# [TASK]
Below are records to write out again, exactly as they read.

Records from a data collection
▬▬▬▬▬▬

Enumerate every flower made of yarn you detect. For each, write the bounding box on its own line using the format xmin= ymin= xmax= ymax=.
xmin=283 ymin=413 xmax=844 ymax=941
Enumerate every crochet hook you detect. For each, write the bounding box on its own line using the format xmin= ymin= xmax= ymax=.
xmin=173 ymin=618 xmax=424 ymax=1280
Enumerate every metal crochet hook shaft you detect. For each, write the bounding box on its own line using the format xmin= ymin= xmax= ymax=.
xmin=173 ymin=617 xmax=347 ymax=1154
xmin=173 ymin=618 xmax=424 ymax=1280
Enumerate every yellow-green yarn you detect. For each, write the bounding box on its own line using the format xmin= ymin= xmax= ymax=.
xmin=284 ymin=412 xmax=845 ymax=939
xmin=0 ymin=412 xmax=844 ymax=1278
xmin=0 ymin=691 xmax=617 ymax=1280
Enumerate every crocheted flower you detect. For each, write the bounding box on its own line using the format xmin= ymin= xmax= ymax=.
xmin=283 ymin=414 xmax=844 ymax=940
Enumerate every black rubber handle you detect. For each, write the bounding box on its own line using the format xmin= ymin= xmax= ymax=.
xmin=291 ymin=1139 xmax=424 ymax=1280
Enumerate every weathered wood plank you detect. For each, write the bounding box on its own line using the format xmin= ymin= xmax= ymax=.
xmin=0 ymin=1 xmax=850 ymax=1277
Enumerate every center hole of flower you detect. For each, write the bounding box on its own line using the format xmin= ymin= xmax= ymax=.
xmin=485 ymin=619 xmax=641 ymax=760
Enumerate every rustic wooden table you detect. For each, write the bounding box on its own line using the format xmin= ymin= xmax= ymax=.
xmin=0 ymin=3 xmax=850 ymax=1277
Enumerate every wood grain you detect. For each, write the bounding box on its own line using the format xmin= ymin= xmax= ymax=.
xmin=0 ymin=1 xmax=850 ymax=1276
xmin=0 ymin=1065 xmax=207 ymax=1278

▬▬▬▬▬▬

# [RESPONSE TO THIS EXERCISE]
Enumerate every flower made of yarn you detect. For each, write the bounding box on its own line using the format xmin= ymin= xmax= ymax=.
xmin=283 ymin=413 xmax=844 ymax=941
Enumerate every crochet hook you detect. For each, write the bounding box on its own line using the format xmin= ymin= xmax= ymax=.
xmin=173 ymin=618 xmax=424 ymax=1280
Enumerate every metal crochet hook shaft you detect. For each, write the bounding box on its own line using the format xmin= ymin= xmax= ymax=.
xmin=173 ymin=617 xmax=347 ymax=1154
xmin=173 ymin=618 xmax=424 ymax=1280
Enumerate every yellow-green yarn you detect. For each, write the bounding box on its own line using the format xmin= ymin= xmax= ymax=.
xmin=284 ymin=412 xmax=845 ymax=939
xmin=0 ymin=412 xmax=844 ymax=1278
xmin=0 ymin=691 xmax=617 ymax=1280
Enumerate every crocheted flower you detect. For each, write the bounding box on its own line using the format xmin= ymin= xmax= ymax=.
xmin=283 ymin=414 xmax=844 ymax=940
Enumerate every black rubber handle you detect. For each, write the bounding box on its own line using the format xmin= ymin= xmax= ymax=.
xmin=291 ymin=1139 xmax=424 ymax=1280
Enumerate every weathered wood plank you detect. For each, write the bounding box on its own line using the format xmin= ymin= xmax= ymax=.
xmin=0 ymin=1 xmax=850 ymax=1277
Enumerate every center hole of flower you detect. For each, write the bounding box on its own line using the format xmin= ymin= xmax= ymax=.
xmin=485 ymin=619 xmax=641 ymax=760
Enumerate every rustic wooden table you detect. For each, write the bounding box on its own line using the format xmin= ymin= xmax= ymax=.
xmin=0 ymin=3 xmax=850 ymax=1277
Enumerate every wood grain you detect. For each, write the bounding box on its own line using the format xmin= ymin= xmax= ymax=.
xmin=0 ymin=1 xmax=850 ymax=1276
xmin=0 ymin=1065 xmax=207 ymax=1278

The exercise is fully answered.